### Source records

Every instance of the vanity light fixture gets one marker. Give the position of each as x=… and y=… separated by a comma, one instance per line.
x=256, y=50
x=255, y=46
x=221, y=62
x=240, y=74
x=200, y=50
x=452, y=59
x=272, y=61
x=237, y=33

######

Short task
Lay out every entry in the listing above as a two-column CSV headed request,answer, with one row per request. Put the request text and its answer each in a single quoted field, with line breaks turned into spaces.

Reply
request,answer
"Every instance of the vanity light fixture gets one marker. Give the position of each as x=… and y=… separated by a comma, one instance per line.","x=256, y=50 x=255, y=46 x=221, y=62 x=240, y=74 x=200, y=50 x=452, y=59 x=272, y=61 x=237, y=33"